**Written request:** Copy every one of the entries below character for character, keeping each line unchanged.

☆ ☆ ☆ ☆ ☆

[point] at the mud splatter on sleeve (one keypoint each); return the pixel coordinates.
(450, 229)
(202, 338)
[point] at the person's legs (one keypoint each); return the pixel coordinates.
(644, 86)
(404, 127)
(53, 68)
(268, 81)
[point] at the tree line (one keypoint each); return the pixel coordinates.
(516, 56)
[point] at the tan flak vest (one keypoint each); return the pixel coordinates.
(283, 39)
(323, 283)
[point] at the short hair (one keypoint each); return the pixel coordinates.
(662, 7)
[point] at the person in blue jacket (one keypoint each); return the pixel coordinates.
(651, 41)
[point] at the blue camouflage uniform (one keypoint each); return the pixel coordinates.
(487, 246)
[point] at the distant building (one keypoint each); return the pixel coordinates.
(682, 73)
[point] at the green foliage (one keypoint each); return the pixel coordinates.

☆ ☆ ☆ ☆ ☆

**Output below:**
[point] at the mud splatter on sleeve (one keypoint each); return the pixel coordinates.
(450, 229)
(202, 338)
[point] at the person's legs (one keypoint each); return the pixel coordinates.
(644, 86)
(404, 127)
(53, 68)
(268, 81)
[point] at the tree line (one keypoint each); return the pixel coordinates.
(516, 56)
[point] at the tan flak vest (one keypoint each); return the pixel coordinates.
(283, 39)
(323, 283)
[point] at the short hair (one keypoint each); return the pixel coordinates.
(662, 7)
[point] at the person in blue jacket (one keypoint each); return the pixel coordinates.
(651, 41)
[point] at the blue camouflage uniform (one keypoint each); return the pixel coordinates.
(487, 246)
[point] at the distant building (one keypoint each); return the pixel coordinates.
(682, 73)
[point] at the green foliage (one keypoint each); return the pixel coordinates.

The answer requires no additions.